> [Exercise inputs]
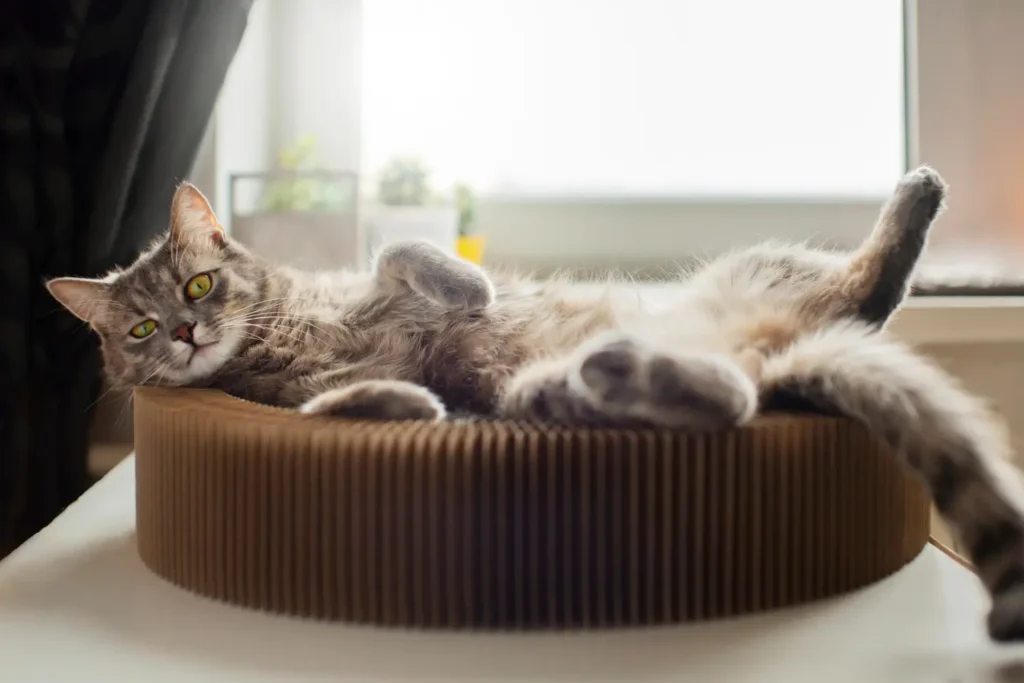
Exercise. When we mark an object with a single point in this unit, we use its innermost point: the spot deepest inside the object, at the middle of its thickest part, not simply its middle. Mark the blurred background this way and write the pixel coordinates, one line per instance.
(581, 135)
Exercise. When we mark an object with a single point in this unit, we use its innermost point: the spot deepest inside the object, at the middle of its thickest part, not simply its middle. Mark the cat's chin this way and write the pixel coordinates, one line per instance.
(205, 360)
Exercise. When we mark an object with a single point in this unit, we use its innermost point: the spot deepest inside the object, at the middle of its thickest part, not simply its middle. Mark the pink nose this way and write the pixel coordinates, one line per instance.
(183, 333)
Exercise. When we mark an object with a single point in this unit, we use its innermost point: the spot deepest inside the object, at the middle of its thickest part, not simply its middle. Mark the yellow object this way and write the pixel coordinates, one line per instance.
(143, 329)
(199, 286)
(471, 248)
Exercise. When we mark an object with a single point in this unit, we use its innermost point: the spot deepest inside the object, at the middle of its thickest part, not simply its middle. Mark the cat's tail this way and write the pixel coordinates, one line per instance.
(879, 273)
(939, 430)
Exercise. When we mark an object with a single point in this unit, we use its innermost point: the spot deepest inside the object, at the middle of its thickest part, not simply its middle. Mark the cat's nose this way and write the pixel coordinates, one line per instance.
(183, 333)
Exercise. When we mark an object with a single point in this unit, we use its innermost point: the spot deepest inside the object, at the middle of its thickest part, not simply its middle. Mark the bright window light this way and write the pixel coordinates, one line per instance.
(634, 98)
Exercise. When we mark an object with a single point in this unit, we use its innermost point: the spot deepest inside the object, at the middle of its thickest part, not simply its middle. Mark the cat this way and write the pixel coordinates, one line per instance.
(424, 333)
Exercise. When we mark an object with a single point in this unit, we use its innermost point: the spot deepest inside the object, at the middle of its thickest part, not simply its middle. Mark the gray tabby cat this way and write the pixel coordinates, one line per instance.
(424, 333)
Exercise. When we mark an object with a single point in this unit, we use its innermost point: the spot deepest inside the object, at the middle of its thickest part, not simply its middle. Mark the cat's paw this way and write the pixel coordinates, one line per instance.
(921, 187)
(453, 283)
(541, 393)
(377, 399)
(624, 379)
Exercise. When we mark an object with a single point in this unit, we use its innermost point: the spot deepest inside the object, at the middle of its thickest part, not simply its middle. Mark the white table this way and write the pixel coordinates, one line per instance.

> [What you will do] Reproduce all of the entries word for word, skipping any pictures they hold.

> [Finished answer]
Exercise. When we mark an object with a single point in this unit, we use its innermost point: the spot deepest inside the object, at the middle of its thickest part, not simply its middle. Mark the blurred background this way and write the pixel coordinates, one line per instance.
(581, 135)
Exercise. When we mark an object with a single point in this unit, we use its innermost point: the spot deepest inside the object, at the middle of its thickest part, not simply its middle. Mark the cat's chin this way and write the pixel coordinates, one line per instance.
(205, 360)
Exercise. When we mark an object with a single point in this unit, we use its innermost point: the spot deepest inside the object, at the middle of its thickest part, not simply its middle. Mark the pink nose this way and write the pixel coordinates, one line per instance.
(183, 333)
Exercise. When we mark an object with a single point in this unit, we use its innermost point: the spot deepest inside the object, at the middle of its thickest part, not simply its middle. Mark the yellow object this way and write the pixel coordinates, one line per instance.
(143, 329)
(199, 286)
(471, 248)
Exercise. When we mark an object with a single point in this unit, we use its innermost point: the spot deepest inside the object, at the middle of its thickest part, not simply its middle. Mark the cat's tail this way and write the pixel coordinates, one line per instance.
(879, 273)
(939, 430)
Exercise. When we mark an object with a single point in this unit, we use its innermost point: the spot deepest inside the object, at the middle of its thickest part, not simply its middle. Mark the cat's nose this way and write the pixel coordinates, one line per instance.
(183, 333)
Exercise. When we mark an object with a single point in this unit, we use its innermost point: the spot deepest inside the object, at the middle of its thickest part, not simply its middle. Mark the bright window light this way and write the pixel coordinates, one line per instance.
(634, 98)
Exercise. When we mark an object with a single point in this unit, we use its innermost point: the spot deepest inside the object, at the middle of its thickest part, not simply its middle. Mark the cat this way and write the pixel coordinates, one line per instance.
(424, 333)
Exercise. When we mark an object with a single point in this unit, we use its innermost point: the spot deepest inside the object, at the middle of its thickest part, not simply its middle. Mark the gray tabby cat this way and write the pixel coordinates, one line per instance.
(424, 333)
Exercise. When we mark an object with a single point in this unit, we use its innermost point: the spot deepest inside the object, at the middle of its thickest part, not simply its middle. Mark the cat's paw this way and write the pixel coordinates, one line per instance.
(921, 187)
(453, 283)
(541, 393)
(377, 399)
(624, 379)
Exercise. When we mark an object with a single point in this unit, we use its innermost point: the spot deepest inside the object, at the middle of its thickest part, not simply its middle. Mark the white table this way and write the pixel coordinates, one line per instance.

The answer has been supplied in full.